## Assignment
Go to the line that contains "Target: brown horse" and transcribe from there to the end of the entries, that line and the last one included.

## Records for the task
******

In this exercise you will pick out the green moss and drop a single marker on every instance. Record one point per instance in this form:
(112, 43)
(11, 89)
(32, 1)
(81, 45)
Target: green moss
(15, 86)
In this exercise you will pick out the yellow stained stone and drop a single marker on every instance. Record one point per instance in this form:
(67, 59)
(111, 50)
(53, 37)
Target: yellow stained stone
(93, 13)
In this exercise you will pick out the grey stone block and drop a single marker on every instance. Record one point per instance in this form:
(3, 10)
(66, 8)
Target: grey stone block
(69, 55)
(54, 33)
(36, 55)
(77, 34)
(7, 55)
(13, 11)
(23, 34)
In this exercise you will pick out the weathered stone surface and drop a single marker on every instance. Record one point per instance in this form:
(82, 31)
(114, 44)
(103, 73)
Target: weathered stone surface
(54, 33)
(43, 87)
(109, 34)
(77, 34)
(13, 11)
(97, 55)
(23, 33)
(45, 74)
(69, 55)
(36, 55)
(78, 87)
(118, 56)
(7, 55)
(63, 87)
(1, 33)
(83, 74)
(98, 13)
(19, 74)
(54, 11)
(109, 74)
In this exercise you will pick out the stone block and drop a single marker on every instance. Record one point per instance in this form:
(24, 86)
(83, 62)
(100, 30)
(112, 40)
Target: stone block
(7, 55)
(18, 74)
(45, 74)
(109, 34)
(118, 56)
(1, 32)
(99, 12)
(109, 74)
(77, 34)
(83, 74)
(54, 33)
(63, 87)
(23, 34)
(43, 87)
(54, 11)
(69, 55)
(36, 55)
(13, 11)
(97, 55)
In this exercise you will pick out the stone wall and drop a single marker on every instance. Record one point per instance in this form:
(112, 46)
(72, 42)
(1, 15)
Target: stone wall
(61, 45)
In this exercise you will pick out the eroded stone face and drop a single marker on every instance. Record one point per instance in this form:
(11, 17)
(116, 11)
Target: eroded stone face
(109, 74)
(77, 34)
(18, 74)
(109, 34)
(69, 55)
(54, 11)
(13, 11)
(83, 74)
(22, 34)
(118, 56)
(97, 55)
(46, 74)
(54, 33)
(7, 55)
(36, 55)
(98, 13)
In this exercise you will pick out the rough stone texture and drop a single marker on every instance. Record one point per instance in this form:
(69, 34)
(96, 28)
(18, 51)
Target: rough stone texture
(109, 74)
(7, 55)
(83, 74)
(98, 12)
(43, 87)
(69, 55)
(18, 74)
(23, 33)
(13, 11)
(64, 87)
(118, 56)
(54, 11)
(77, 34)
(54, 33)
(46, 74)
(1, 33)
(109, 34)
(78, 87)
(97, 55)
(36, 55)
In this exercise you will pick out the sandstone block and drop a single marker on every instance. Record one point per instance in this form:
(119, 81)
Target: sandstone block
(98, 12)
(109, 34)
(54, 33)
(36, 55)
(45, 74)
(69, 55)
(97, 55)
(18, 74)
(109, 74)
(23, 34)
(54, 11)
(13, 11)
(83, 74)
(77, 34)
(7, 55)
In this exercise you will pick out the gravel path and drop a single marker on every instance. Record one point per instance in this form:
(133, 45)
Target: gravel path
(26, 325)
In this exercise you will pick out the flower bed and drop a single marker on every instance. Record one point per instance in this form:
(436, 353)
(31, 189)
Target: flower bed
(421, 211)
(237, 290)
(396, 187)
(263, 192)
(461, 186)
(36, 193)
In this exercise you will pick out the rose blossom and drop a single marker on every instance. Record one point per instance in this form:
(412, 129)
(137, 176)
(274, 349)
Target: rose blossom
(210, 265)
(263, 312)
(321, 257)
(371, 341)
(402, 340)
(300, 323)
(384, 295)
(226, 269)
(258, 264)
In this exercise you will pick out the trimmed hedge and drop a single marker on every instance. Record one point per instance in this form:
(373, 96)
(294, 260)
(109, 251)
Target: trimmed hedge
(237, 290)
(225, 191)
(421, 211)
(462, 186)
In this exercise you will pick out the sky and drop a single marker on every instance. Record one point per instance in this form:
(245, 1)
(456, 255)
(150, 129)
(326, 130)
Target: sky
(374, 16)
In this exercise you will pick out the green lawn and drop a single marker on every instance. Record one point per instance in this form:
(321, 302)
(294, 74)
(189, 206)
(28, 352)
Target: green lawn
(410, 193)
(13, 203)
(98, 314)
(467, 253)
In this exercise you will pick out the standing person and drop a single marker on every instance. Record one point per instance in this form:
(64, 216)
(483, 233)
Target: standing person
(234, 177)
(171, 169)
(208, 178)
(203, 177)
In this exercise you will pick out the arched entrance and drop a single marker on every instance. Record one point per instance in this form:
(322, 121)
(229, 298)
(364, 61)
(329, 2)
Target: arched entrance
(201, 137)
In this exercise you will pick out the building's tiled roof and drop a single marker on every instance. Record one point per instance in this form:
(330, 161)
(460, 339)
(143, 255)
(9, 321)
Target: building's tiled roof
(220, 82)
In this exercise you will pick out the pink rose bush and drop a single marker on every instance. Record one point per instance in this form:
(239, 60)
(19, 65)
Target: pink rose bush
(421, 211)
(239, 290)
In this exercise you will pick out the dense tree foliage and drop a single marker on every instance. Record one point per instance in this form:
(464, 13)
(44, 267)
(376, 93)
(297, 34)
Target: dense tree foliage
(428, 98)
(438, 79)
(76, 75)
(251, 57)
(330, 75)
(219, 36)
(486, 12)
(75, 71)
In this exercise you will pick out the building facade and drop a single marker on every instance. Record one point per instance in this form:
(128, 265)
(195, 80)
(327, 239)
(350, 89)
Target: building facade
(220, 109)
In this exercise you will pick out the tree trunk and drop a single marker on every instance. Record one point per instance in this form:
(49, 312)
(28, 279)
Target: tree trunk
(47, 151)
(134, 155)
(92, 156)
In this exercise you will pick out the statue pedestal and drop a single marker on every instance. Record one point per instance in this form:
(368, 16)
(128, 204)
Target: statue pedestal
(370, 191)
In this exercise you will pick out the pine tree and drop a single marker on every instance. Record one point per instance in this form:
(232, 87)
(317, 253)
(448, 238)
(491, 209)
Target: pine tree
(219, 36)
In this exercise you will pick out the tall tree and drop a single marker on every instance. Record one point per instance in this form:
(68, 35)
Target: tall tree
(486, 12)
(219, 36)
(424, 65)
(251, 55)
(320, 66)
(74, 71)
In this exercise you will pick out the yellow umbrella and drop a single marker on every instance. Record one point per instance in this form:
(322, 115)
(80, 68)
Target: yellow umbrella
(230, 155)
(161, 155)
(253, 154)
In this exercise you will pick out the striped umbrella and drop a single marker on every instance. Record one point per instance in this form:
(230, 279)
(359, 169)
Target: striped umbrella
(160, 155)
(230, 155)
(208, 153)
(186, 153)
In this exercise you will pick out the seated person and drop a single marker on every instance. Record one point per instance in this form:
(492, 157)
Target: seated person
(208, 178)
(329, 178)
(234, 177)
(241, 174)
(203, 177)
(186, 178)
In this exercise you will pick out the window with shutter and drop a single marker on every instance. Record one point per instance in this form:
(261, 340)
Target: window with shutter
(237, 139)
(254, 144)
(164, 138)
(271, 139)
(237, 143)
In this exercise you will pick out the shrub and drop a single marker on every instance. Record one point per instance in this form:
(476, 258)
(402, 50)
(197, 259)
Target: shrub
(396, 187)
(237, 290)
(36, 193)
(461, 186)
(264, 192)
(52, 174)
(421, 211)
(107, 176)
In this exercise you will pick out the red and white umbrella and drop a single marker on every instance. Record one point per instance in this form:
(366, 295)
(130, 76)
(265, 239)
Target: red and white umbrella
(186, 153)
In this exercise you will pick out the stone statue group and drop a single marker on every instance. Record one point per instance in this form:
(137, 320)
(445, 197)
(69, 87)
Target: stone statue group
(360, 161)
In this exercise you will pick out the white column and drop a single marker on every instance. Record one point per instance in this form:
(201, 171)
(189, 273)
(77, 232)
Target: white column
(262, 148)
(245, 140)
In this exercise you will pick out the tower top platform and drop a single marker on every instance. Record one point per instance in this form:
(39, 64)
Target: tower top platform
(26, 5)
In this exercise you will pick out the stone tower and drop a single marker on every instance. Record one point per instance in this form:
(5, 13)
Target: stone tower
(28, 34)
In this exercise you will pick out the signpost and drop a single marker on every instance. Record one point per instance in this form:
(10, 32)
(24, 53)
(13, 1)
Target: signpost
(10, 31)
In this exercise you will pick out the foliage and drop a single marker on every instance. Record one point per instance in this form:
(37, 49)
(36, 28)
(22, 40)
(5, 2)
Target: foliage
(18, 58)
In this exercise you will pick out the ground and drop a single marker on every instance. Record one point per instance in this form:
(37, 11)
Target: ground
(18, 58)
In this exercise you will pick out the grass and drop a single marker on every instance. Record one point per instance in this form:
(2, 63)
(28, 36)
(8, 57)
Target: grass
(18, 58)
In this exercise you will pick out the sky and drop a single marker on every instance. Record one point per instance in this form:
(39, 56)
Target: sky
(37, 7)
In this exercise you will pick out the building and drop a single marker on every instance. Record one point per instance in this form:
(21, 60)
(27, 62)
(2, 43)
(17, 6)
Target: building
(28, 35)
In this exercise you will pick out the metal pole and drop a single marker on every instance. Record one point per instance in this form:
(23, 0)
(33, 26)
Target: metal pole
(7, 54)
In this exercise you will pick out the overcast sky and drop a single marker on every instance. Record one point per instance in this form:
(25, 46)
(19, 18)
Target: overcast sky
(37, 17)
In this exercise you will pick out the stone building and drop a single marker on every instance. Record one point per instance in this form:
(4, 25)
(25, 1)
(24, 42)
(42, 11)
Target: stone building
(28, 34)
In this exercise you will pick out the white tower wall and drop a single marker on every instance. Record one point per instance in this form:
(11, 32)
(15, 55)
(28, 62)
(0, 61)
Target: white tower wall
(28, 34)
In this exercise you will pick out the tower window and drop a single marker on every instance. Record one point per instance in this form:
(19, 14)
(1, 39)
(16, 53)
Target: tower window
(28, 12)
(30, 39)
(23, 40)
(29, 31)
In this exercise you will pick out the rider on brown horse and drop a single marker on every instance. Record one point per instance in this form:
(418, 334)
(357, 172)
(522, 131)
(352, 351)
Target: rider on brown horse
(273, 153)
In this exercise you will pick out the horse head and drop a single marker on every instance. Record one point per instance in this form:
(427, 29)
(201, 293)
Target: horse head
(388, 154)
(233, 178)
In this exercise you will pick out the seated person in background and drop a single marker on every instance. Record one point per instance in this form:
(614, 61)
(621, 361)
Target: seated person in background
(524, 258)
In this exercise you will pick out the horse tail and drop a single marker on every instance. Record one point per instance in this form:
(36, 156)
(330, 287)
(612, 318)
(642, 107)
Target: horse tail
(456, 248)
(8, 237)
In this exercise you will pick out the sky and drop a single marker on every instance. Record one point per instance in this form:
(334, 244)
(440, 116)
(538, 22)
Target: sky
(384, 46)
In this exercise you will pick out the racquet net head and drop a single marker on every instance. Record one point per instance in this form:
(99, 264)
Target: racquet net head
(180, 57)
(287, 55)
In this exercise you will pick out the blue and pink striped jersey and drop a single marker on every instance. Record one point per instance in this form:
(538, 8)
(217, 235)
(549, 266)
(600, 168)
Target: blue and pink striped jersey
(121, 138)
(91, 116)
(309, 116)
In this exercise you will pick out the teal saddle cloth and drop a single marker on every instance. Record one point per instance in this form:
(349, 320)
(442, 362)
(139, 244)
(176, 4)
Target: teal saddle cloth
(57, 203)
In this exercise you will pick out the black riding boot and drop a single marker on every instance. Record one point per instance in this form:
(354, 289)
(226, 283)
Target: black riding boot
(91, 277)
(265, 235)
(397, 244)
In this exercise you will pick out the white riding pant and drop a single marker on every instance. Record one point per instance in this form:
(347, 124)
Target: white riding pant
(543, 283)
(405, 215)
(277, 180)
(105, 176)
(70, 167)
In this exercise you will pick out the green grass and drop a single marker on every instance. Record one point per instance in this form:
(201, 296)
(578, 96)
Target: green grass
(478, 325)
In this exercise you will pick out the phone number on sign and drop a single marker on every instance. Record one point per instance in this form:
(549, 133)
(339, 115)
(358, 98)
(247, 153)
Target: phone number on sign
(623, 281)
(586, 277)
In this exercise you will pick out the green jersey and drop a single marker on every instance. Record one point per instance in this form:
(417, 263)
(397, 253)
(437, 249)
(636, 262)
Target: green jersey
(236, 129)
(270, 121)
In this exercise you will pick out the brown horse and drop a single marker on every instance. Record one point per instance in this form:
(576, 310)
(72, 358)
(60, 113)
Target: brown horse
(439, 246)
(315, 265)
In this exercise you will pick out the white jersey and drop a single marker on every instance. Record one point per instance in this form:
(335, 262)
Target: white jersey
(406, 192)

******

## Reply to the exercise
Target: brown horse
(439, 246)
(315, 265)
In this exercise you will pick out the white jersey and drop a single marker on every instance. Record one point per instance in this form:
(335, 262)
Target: white jersey
(406, 192)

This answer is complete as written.